*** Opening Passage ***

But this “beginning” occurs on separate paths. Thinking about this makes me sad. As much as we may want to prop each other up, addiction for families is not a team sport. It may be called a “family disease” but there is little togetherness. Addiction is the opposite of together. Even in the closest of families it does it’s best to destroy connection. The problem with this is that as a parent you believe it is your duty to move everyone forward; like a sheepdog gathering it’s herd. For twelve long years that is what I tried to do. I now know that the only way toward peace and clarity is to strike out on my own.

Last week as I sat on my patio feeling the warm sun on my face, I began to ugly cry. Immediately I tried to shut that pity parade down. As I tried to suppress my feelings I considered how I would counsel a friend. I knew I would tell them that what they were going through was definitely sad and that crying is a natural response. So I stopped holding my breath and allowed myself to cry. And it felt honest. Which is a small victory because honesty is something addicts, and their loved ones, are terribly afraid of.

I considered what “beginning again” had meant to me in the past. It had meant getting my loved one back on track. Finding beds in detoxes, rehabs and sober homes, double-checking insurances, packing up apartments, handling transitions, medications, cigarette runs, money, clothing deliveries, speaking with counselors, attending family meetings, researching new therapies. For me it’s always meant this laundry list of things. These things are hard and getting through them requires an amnesiac version of auto pilot. But the truth is this time around the amnesia is leaving me. Clarity has finally rung its little bell and left a little dent in my shiny armor.

I know I should be completely satisfied that my loved one is beginning again. I am aware that my despondence over being at the starting point again is not helpful. I know that relapse is part of recovery. I know that I am not qualified to solve this problem. I know that they are doing their very best. I know that love doesn’t solve all things. And I know that where there is life there is hope.

I know all these things. I suspect I need a new path to walk. A road with a new signpost. Maybe it will say “let it be” or “hello me.”

*** Closing Passage ***
*** Opening Supplied data ***

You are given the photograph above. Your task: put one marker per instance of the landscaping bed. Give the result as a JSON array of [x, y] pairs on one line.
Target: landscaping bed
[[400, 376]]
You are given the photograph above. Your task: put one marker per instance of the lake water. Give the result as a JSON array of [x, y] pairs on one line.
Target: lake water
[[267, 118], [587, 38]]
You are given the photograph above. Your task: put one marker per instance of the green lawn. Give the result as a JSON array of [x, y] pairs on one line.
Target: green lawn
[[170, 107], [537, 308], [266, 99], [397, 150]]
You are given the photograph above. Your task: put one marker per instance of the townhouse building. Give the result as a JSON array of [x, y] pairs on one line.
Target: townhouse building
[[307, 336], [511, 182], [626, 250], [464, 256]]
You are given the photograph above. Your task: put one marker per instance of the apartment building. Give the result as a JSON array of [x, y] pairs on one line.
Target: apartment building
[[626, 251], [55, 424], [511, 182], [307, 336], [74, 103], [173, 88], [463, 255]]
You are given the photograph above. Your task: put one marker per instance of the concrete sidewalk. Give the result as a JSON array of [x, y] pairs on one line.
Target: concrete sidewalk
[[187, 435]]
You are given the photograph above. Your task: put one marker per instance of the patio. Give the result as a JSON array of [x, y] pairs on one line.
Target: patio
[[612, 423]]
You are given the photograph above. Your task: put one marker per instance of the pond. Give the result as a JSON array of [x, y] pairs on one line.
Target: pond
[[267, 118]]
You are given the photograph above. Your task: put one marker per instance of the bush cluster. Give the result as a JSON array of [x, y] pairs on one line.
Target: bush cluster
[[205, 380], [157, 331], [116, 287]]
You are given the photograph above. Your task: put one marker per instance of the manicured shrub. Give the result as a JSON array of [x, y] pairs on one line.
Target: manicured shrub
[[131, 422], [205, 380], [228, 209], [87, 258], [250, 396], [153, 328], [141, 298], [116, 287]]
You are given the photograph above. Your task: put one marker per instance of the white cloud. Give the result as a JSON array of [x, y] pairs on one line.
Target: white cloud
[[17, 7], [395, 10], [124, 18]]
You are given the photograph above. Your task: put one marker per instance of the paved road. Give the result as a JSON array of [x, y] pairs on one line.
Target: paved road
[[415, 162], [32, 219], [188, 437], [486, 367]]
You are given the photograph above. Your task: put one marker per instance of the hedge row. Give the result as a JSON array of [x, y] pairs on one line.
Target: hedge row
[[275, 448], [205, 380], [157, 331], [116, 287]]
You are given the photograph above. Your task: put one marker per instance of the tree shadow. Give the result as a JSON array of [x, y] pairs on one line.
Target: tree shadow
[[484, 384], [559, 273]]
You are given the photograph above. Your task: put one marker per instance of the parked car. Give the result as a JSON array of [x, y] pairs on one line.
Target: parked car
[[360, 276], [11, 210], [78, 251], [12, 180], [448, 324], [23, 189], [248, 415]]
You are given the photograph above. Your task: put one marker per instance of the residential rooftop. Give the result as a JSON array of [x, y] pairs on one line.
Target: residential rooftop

*** Closing Supplied data ***

:: Task set ::
a) Answer these about the passage on addiction and family:
(i) For how many years did the writer try to move everyone forward?
(ii) Where was the writer sitting when they began to cry?
(iii) What does the writer suspect they need?
b) In the passage on addiction and family, list every statement the writer says they know in the paragraph that opens "I know I should be completely satisfied".
Answer from the text alone, not from the records.

:: Responses for each task ::
a)
(i) Twelve years.
(ii) On their patio.
(iii) A new path to walk.

b)
- They should be completely satisfied that their loved one is beginning again.
- Their despondence over being at the starting point again is not helpful.
- Relapse is part of recovery.
- They are not qualified to solve this problem.
- Their loved one is doing their very best.
- Love doesn't solve all things.
- Where there is life there is hope.